> _The task_
Reproduce the passage from the text about Schlink below, starting at "Translated into over" and ending at "Zeitung in 2009.".

> _Document section_
Translated into over 50 languages, "The Reader" made Schlink world-famous. The novel was published in 1995 and is about the love between 15-year-old high school student Michael Berg and 36-year-old illiterate tram conductor Hanna Schmitz. Schmitz, who suddenly disappears without a trace, later reappears in a trial that Berg attends as a law student. She is unmasked as a former concentration camp guard.
Accusation of trivialization
Schlink was widely praised for the novel, but was also accused of trivializing it because of its human view of a Nazi perpetrator. Schlink himself always emphasized that the world cannot be divided into good and evil. "If perpetrators were always monsters, the world would be simple," he told the Frankfurter Allgemeine Zeitung in 2009.
Schlink never wanted the novel to be understood as a Holocaust book: "I wrote a book about my generation in relation to my parents' generation and to what my parents' generation did," he said in the interview.
Schlink was born on July 6, 1944 in Bielefeld. He grew up in Heidelberg, where his father was a Protestant professor of theology. After studying law, Schlink completed his doctorate in constitutional law in 1975, followed by his habilitation a few years later. After his first professorships, he became a professor of law at Humboldt University in Berlin in 1990, where he retired in 2009.
Between 1987 and 2006, Schlink was also a judge at the North Rhine-Westphalian Constitutional Court in Münster. After reunification, the constitutional lawyer worked on the transitional constitution for the GDR. In the legal dispute over the dissolution of the Bundestag in 2005, Schlink also acted as legal representative for the Federal Government under Chancellor Gerhard Schröder (SPD).
From specialist author to man of letters
After Schlink had already made a name for himself as a legal author, he moved into literature in 1987. Together with a friend, he published the crime novel "Selbs Justiz", in which a detective is confronted with his Nazi past. The book was made into a film by ZDF in 1991 under the title "Der Tod kam als Freund".
After further crime novels, "The Reader" was finally published in 1995. The book also made Schlink famous in the USA, where US talk show host Oprah Winfrey named it book of the month in 1999. The book found more than one million readers in the USA. The book became more widely known not least thanks to the multi-Oscar-nominated 2008 film adaptation starring British actress Kate Winslet in the role of Schmitz.

> _Material provided_
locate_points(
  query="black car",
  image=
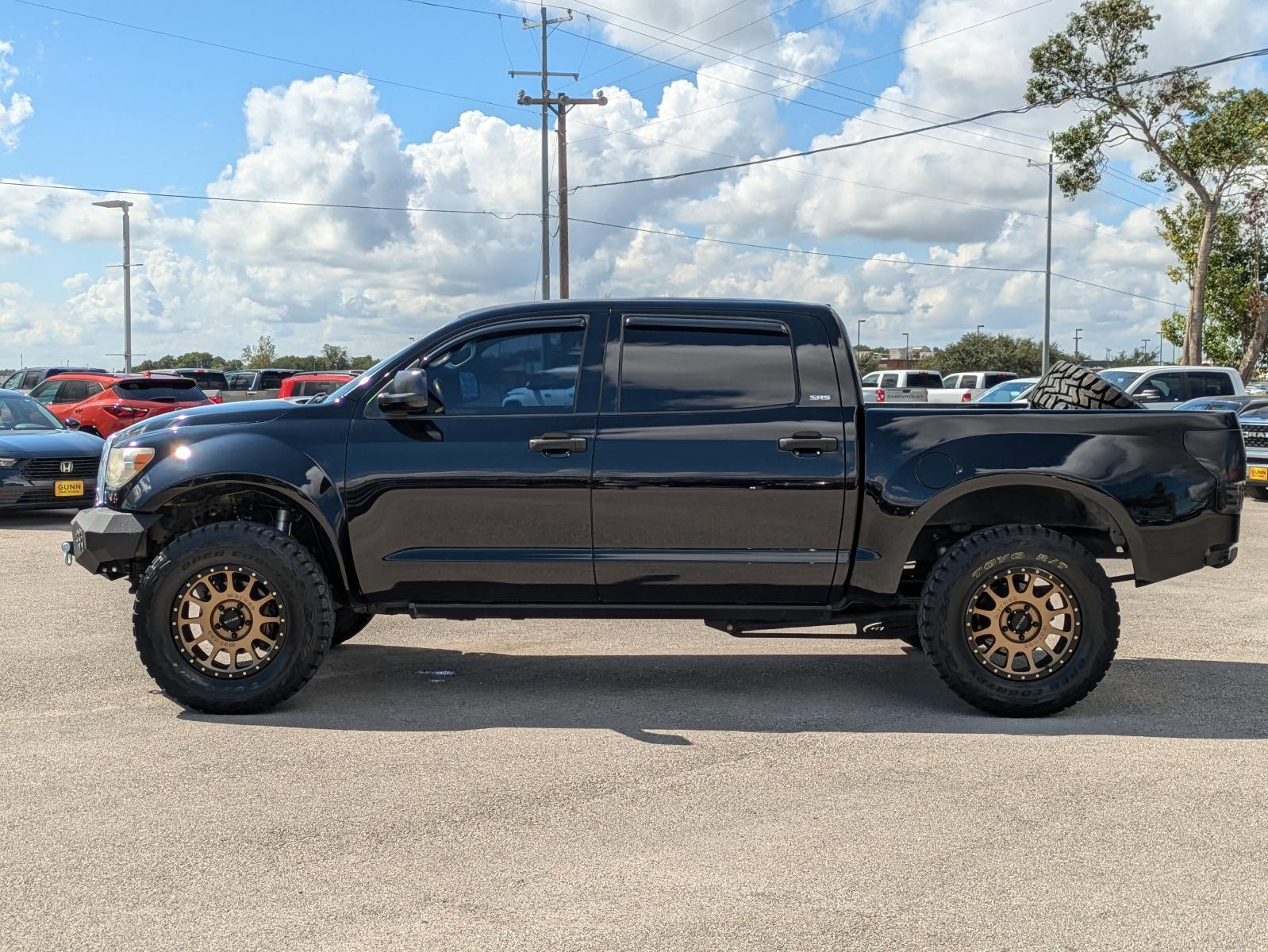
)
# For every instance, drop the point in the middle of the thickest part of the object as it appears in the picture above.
(708, 459)
(31, 377)
(44, 463)
(1239, 403)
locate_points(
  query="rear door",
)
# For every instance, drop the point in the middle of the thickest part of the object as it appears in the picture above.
(720, 460)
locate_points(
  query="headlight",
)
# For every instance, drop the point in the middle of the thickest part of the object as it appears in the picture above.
(123, 463)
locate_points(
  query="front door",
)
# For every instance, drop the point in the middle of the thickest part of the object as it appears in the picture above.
(720, 463)
(486, 496)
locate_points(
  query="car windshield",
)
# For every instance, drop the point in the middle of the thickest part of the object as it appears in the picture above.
(25, 413)
(1006, 392)
(1120, 378)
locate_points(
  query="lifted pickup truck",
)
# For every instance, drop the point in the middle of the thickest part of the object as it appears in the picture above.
(716, 463)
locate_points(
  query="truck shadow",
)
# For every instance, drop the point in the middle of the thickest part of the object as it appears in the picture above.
(655, 699)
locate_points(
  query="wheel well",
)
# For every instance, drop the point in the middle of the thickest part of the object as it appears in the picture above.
(225, 504)
(1085, 520)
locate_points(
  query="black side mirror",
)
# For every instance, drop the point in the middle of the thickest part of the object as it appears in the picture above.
(407, 393)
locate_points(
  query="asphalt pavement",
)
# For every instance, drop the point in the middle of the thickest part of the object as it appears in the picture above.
(595, 785)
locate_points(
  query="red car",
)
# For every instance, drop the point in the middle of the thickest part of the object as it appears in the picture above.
(313, 383)
(103, 402)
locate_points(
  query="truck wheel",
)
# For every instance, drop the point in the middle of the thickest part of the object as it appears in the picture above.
(1068, 386)
(349, 624)
(1018, 620)
(232, 617)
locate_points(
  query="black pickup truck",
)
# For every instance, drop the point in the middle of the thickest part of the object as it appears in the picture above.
(649, 458)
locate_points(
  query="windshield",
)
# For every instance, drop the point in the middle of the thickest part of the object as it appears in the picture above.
(25, 413)
(1006, 392)
(1121, 378)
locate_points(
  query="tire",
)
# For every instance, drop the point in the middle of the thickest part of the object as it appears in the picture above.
(969, 595)
(279, 580)
(1072, 387)
(349, 624)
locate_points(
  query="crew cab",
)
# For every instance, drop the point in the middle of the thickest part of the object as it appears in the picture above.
(1166, 387)
(717, 463)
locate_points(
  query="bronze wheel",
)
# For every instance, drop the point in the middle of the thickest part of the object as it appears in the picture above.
(1024, 624)
(229, 621)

> _Result_
Translated into over 50 languages, "The Reader" made Schlink world-famous. The novel was published in 1995 and is about the love between 15-year-old high school student Michael Berg and 36-year-old illiterate tram conductor Hanna Schmitz. Schmitz, who suddenly disappears without a trace, later reappears in a trial that Berg attends as a law student. She is unmasked as a former concentration camp guard.
Accusation of trivialization
Schlink was widely praised for the novel, but was also accused of trivializing it because of its human view of a Nazi perpetrator. Schlink himself always emphasized that the world cannot be divided into good and evil. "If perpetrators were always monsters, the world would be simple," he told the Frankfurter Allgemeine Zeitung in 2009.